私が一番好きな作曲家のメンデルスゾーンです。
メンデルスゾーンのクラシックカバーというと「パパパパーン♪」の結婚行進曲が有名ですが、それ意外にはあまりカバーというものはなく、このサイトではあまり紹介できないのが残念です。
結婚行進曲も悪くないんですが、あれはメンデルスゾーンの仮の姿です。あんなのいつもの僕の知ってるメンデルスゾーンじゃない!
という事で、メンデルスゾーンの中でも特に好きな曲を紹介します。
メンデルスゾーンとヴァイオリン協奏曲
メンデルスゾーンといえば、やはり
「ヴァイオリン協奏曲 ホ短調 Op.64」
が有名です。オーケストラの何とも言えない切ない和音に合わせてバイオリンがまさに「歌い出す」冒頭部分が超有名ですね。まさにヴァイオリンが主役の協奏曲です。
もう1箇所聴きどころを挙げるとすれば、第1楽章の終盤部分。上の動画でいえば11:30辺りから。穏やかなバイオリンがしばらく続いた後に、オーケストラが冒頭の主題を奏でる後ろ(?)で暴走気味のバイオリンがこれでもかと弾き倒します。
普通のロックやポップスでも、ラストのサビのバックでギターが暴走している曲って結構あると思うんですが、こんな時代からこういう演出ってあるんだなぁと感心します。
例えばこの曲の3:45辺り。
ももいろクローバーZ「猛烈宇宙交響曲・第七楽章『無限の愛』」
マーティ・フリードマンのギターが「ボーカルなんか喰ってやる!!」と言わんばかりに分かりやすく大暴走しております。
またメンデルスゾーンはもう1曲ヴァイオリン協奏曲を書いています。「ヴァイオリン協奏曲 ニ短調 MWV.03」です。この曲も、「Op.64」に負けないくらい良いんです。
第1楽章も印象的な主題でいいんですが、この曲は特に第3楽章。リズミカルでメロディアスな輪舞曲風の曲で、優雅で且つメロディアスな旋律を書くメンデルスゾーンの本領が発揮されています。

════════════════

目標 → メンデルスゾーンに関する文章のうち、「が有名です。オーケストラの何」を含む語句で始まり「ももいろクローバーZ「猛烈宇宙交響曲・第七楽章『無限の愛』」」で終わる部分を、一字も変えずに引用してください。 エントリーは別の出典から採録したものです。

════════════════

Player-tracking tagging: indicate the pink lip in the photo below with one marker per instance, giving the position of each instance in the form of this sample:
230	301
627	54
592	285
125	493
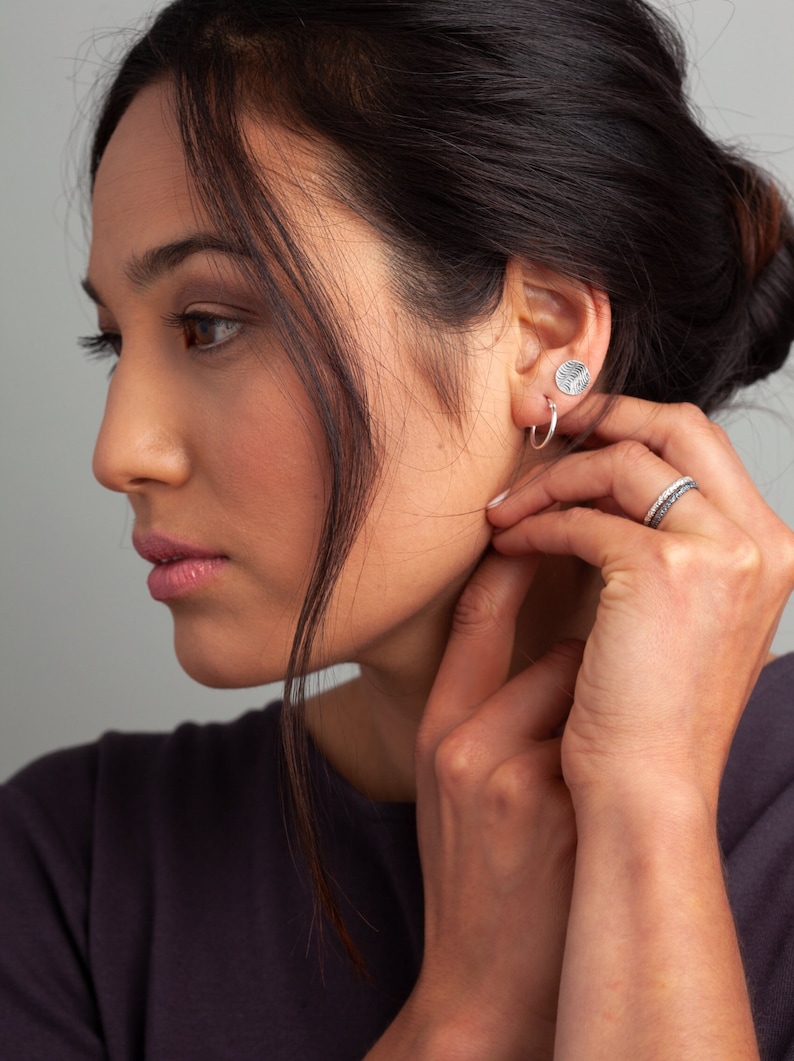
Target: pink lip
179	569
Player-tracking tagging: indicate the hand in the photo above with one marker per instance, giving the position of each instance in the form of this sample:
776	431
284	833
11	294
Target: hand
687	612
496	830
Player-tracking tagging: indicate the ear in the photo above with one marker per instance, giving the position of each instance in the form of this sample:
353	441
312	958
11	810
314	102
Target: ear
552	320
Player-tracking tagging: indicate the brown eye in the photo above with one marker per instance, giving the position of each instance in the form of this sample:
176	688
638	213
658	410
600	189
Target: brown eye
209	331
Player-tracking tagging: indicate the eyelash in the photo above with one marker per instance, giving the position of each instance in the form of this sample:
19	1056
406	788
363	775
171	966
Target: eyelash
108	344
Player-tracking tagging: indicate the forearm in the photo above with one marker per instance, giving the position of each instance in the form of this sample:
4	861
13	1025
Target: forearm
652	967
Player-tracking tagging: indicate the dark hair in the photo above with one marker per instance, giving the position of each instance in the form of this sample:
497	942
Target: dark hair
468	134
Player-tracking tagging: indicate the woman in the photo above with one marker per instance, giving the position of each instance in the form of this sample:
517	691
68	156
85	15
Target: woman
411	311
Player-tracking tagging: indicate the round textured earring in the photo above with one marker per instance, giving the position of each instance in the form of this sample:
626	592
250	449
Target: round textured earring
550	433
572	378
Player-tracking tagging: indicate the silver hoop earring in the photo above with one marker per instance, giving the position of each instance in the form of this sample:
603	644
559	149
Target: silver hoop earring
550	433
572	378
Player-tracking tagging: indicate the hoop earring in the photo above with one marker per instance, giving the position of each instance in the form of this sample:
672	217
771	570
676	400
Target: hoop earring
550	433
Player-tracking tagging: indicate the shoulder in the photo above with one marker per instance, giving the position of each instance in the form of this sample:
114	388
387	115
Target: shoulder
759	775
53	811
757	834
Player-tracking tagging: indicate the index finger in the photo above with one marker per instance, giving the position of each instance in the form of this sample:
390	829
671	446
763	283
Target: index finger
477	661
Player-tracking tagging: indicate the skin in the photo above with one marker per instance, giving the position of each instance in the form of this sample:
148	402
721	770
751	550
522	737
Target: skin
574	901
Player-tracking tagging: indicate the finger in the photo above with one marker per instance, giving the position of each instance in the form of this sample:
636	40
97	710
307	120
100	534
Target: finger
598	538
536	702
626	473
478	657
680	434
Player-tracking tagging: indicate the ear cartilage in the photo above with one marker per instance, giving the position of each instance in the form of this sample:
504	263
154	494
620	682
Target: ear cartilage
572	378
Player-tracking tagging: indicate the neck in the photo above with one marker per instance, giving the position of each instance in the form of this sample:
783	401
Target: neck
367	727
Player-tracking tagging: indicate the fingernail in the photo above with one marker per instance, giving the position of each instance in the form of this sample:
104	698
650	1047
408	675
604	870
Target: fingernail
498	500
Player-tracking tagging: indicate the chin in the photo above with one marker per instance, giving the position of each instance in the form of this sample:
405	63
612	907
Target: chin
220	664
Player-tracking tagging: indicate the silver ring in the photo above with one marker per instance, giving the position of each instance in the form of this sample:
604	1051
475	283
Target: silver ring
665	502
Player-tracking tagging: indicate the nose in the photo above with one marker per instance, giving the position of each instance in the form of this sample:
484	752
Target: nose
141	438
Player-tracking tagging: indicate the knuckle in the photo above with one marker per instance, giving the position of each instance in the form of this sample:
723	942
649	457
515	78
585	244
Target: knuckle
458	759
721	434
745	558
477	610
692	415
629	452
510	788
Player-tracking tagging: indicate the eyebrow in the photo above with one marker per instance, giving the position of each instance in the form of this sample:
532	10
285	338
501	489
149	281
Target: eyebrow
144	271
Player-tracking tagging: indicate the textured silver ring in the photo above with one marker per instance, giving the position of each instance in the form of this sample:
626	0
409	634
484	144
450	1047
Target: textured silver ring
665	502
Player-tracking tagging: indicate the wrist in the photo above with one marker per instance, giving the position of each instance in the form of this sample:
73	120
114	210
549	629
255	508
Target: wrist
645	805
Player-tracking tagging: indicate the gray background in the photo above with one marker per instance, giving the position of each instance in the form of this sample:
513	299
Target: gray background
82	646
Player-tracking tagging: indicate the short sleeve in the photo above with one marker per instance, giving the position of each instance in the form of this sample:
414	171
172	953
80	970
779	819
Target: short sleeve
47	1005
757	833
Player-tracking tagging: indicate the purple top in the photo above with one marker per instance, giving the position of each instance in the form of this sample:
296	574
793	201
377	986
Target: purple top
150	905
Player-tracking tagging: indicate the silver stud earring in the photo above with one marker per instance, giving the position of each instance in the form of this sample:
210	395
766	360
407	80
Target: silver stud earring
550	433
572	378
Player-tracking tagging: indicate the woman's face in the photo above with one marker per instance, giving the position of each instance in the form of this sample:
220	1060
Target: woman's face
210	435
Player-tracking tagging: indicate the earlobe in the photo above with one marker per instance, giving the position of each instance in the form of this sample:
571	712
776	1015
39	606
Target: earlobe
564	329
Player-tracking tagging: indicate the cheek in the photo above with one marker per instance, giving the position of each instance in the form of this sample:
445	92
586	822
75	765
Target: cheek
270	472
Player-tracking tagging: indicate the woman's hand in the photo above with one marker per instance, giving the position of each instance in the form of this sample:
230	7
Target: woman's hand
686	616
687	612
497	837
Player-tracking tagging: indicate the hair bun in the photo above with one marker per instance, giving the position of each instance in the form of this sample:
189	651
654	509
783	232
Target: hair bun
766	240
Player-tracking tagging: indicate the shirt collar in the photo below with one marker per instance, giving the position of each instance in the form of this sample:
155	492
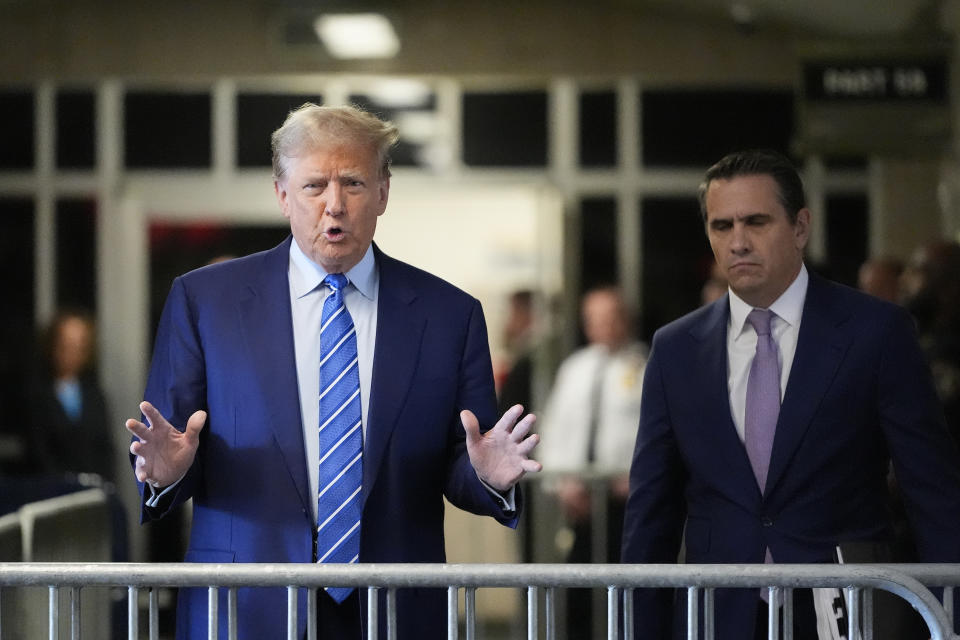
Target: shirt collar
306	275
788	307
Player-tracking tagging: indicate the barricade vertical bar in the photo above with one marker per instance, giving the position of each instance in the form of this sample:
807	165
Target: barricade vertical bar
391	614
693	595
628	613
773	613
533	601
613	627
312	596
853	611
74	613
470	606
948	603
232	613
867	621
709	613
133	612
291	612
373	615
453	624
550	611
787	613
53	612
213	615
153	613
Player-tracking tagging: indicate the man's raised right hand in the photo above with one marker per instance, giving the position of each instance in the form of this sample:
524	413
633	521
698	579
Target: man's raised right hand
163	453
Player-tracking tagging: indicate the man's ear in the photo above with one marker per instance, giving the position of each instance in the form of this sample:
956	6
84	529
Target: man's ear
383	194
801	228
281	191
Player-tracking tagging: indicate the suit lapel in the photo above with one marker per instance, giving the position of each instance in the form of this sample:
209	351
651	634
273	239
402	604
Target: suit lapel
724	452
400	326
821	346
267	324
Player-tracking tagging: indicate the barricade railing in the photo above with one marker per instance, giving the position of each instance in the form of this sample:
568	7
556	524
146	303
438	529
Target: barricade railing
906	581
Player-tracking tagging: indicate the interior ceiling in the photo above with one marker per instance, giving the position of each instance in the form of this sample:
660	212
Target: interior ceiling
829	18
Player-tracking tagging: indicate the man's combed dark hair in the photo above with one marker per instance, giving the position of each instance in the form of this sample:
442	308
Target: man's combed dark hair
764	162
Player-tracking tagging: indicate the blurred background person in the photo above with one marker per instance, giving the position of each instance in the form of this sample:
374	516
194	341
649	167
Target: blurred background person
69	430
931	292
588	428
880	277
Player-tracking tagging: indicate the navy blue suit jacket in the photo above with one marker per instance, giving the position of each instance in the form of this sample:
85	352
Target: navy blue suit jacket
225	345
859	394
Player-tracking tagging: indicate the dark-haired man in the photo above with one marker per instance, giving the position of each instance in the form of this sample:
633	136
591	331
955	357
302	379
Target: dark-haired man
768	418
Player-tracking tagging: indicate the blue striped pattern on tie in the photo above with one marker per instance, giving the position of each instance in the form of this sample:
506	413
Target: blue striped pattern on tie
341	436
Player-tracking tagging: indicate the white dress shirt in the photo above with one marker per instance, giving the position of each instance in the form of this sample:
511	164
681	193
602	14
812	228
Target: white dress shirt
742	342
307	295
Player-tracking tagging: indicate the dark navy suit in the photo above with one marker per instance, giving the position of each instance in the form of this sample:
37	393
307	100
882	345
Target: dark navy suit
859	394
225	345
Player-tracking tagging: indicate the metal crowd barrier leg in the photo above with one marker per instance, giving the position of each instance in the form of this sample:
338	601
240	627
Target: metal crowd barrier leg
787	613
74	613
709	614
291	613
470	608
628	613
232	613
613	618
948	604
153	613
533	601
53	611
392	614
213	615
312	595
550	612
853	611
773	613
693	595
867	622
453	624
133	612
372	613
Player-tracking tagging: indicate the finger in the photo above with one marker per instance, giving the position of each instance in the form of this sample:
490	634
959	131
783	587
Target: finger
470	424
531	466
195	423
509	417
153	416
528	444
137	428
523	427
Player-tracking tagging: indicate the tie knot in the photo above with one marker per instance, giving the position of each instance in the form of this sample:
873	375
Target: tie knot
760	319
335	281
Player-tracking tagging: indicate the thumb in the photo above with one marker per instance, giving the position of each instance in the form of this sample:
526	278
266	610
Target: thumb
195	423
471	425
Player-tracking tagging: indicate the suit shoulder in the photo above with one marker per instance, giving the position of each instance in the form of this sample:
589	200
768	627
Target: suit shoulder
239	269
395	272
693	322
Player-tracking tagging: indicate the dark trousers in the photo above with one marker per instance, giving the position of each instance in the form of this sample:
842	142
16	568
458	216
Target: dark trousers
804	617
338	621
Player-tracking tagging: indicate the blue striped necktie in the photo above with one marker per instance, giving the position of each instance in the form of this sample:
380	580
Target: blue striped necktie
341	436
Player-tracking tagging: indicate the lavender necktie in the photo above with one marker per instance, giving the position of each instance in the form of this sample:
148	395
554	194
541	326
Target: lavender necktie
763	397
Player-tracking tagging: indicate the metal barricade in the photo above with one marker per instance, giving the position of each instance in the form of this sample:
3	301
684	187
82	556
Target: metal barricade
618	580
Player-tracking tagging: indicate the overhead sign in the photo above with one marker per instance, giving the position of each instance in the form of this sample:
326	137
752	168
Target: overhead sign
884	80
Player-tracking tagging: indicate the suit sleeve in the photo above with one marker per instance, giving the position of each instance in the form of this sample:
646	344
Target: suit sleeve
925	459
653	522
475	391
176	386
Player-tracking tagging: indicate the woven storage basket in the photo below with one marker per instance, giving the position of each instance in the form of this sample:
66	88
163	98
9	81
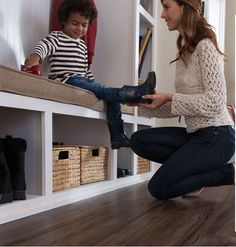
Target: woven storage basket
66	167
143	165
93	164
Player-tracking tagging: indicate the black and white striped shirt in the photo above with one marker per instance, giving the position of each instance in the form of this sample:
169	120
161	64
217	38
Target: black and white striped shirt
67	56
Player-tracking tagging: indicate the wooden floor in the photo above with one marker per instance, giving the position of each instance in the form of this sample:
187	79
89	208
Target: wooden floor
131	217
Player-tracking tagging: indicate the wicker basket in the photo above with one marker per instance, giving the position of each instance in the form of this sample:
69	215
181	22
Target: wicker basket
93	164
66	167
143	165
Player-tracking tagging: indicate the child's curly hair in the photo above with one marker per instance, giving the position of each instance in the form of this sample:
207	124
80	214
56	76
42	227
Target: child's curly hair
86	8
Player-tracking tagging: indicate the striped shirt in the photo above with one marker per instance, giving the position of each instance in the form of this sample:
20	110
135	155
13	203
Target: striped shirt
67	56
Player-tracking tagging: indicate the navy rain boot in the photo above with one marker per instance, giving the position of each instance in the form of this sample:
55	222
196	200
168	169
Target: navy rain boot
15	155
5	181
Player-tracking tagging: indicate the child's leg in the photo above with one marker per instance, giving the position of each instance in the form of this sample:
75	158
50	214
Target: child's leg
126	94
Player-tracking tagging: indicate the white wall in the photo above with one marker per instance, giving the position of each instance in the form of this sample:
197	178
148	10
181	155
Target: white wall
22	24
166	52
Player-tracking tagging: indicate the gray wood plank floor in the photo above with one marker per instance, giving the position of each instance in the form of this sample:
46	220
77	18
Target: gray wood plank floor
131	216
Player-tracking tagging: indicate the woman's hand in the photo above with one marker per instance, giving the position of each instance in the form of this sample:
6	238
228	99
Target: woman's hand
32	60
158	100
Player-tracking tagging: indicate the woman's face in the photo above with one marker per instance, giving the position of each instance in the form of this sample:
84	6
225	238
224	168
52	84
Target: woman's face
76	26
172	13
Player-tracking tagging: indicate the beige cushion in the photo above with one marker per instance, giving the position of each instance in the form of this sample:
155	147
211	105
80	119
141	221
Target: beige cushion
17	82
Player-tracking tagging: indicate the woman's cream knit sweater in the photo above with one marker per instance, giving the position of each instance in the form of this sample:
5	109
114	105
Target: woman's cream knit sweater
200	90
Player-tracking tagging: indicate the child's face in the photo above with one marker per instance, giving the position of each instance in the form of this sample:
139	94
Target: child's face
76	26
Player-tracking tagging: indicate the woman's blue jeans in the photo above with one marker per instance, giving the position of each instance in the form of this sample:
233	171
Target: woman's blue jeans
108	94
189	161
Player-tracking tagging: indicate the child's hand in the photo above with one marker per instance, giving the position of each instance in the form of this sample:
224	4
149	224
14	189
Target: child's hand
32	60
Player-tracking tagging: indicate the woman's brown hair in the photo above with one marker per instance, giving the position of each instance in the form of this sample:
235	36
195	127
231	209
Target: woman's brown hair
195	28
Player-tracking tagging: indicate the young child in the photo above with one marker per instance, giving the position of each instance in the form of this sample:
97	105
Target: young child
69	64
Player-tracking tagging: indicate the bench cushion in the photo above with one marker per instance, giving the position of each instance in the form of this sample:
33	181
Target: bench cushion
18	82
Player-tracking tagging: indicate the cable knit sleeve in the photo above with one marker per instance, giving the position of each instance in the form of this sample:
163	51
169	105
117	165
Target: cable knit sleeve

════════════════

課題の出力 →
が有名です。オーケストラの何とも言えない切ない和音に合わせてバイオリンがまさに「歌い出す」冒頭部分が超有名ですね。まさにヴァイオリンが主役の協奏曲です。
もう1箇所聴きどころを挙げるとすれば、第1楽章の終盤部分。上の動画でいえば11:30辺りから。穏やかなバイオリンがしばらく続いた後に、オーケストラが冒頭の主題を奏でる後ろ(?)で暴走気味のバイオリンがこれでもかと弾き倒します。
普通のロックやポップスでも、ラストのサビのバックでギターが暴走している曲って結構あると思うんですが、こんな時代からこういう演出ってあるんだなぁと感心します。
例えばこの曲の3:45辺り。
ももいろクローバーZ「猛烈宇宙交響曲・第七楽章『無限の愛』」